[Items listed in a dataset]
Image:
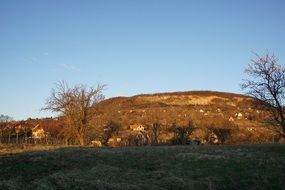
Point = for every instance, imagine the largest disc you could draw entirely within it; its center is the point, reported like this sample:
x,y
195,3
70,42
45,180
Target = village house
x,y
137,127
38,132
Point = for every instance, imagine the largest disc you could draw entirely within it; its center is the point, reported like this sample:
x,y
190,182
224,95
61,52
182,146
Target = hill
x,y
207,109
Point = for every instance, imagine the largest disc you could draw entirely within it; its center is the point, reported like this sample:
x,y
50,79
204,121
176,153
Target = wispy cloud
x,y
69,67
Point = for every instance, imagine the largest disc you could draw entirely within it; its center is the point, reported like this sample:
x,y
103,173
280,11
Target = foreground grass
x,y
174,167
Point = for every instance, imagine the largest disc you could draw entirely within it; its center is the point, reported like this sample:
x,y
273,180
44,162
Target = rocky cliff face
x,y
206,109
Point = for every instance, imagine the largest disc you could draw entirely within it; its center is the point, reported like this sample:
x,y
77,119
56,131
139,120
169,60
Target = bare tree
x,y
74,105
182,130
266,83
4,122
112,128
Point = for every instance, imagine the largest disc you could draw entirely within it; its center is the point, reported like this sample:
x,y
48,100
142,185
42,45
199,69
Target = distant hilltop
x,y
188,98
207,109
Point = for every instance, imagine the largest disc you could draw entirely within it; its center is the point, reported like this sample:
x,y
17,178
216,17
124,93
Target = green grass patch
x,y
166,167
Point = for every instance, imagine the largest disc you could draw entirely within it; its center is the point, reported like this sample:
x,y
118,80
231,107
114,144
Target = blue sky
x,y
133,46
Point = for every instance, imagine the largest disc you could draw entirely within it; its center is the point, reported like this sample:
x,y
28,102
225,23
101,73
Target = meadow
x,y
149,167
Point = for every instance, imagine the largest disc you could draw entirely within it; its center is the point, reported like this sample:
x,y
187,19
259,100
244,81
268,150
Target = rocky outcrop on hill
x,y
210,111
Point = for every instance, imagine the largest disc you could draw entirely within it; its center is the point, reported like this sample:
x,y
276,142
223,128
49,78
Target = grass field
x,y
166,167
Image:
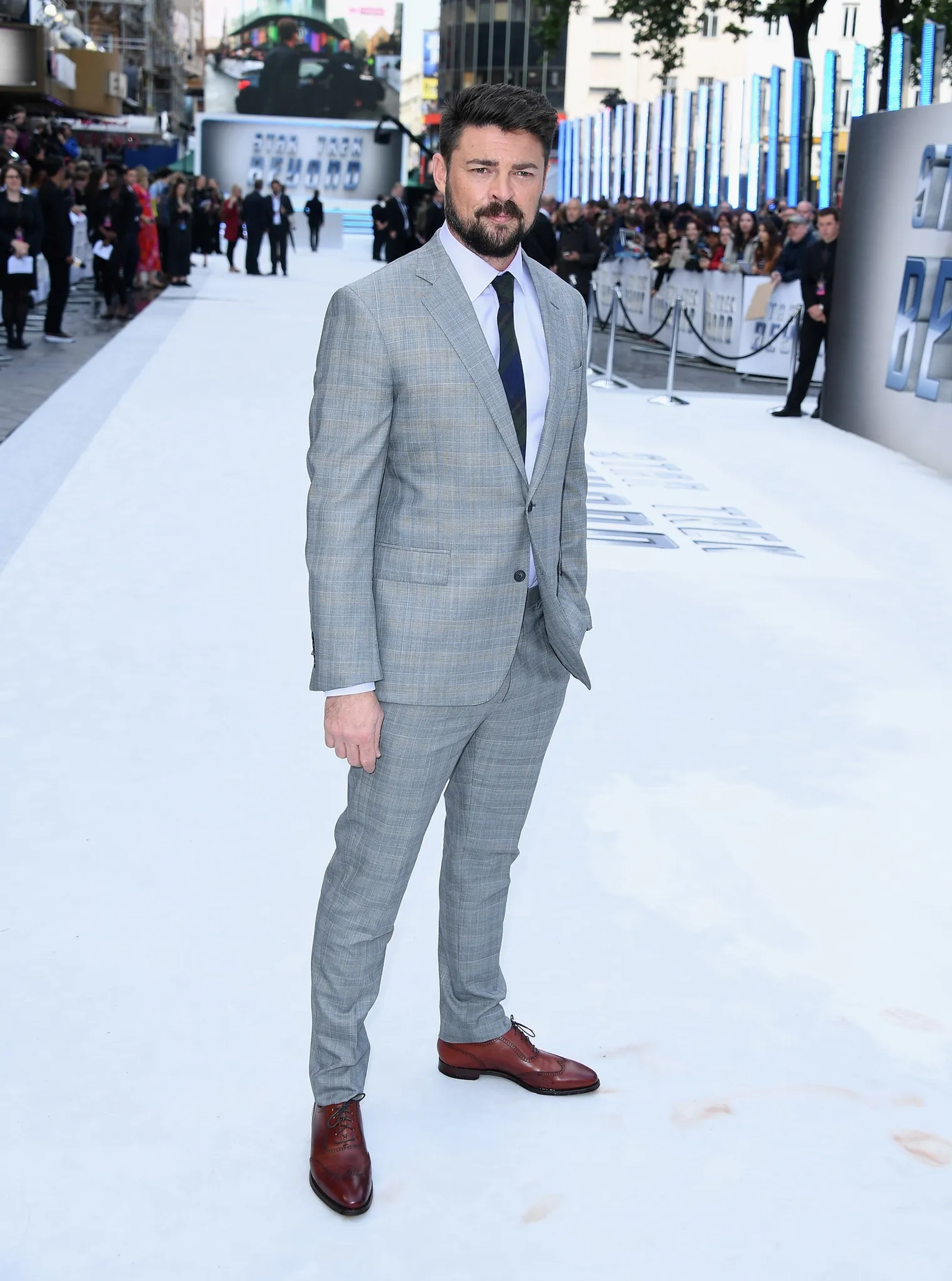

→ Exercise description: What is needed is an exact copy of every entry, minus the images.

→ Exercise result:
Image:
Point = for every instance, imagine the largest disc you could draw entirely within it; its center is the point, reported like this sample:
x,y
195,3
70,42
45,180
Target = village house
x,y
137,127
38,132
Point = for every instance, imagine the largest disc you could draw entirely within it; its center is the point, reported like this sample:
x,y
190,182
224,95
61,52
182,146
Target = hill
x,y
207,109
Point = for every instance, imagine the largest disc you could draw entirely within it; its center is the point, reported like this sample:
x,y
50,79
204,121
176,153
Target = wispy cloud
x,y
69,67
Point = for every instance, imagine the largest disc you could draw entirely within it; its center is the point, reported like this sample:
x,y
103,173
280,11
Target = foreground grass
x,y
174,167
Point = for every instance, imagine the largest disc you could draw entirely within it; its center is the point, reported like this sample:
x,y
273,180
44,162
Target = rocky cliff face
x,y
206,109
Point = for every instance, imagine the largest disc you could draw entirely within it; its center is the point, reported like this sample:
x,y
77,119
56,131
139,120
169,60
Target = bare tree
x,y
74,105
182,130
266,83
4,122
112,128
Point = for every instance, imagine the largest disc you could draw entirely within it; its center is the point, reported like this sample:
x,y
48,100
142,185
42,45
199,69
Target = distant hilltop
x,y
188,98
207,109
Point = for every instance, imagine the largest disc you could draw entirely within it; its center is the point, reported like this sample:
x,y
17,178
216,17
124,93
Target = green grass patch
x,y
166,167
Point = for every instance, imagine the largest disc you could draw entirely within it; its center is the point, reported like this sample:
x,y
118,80
231,107
114,144
Target = blue sky
x,y
133,46
Point = for every instance, imagine the largest disc you could draw entirely within it; its center is the point, reported like this sample:
x,y
28,102
225,23
101,73
Target = meadow
x,y
149,167
Point = for every instance, imagine the largest disc you could draw entirely within it; its center is the point, reported like this sample:
x,y
187,19
259,100
244,81
268,150
Target = rocky outcrop on hill
x,y
210,111
Point = for every instance, imagine the largest disc you could draw entirely within it; its center is the point, reported like this sample:
x,y
276,142
223,128
49,78
Target = grass field
x,y
166,167
Image:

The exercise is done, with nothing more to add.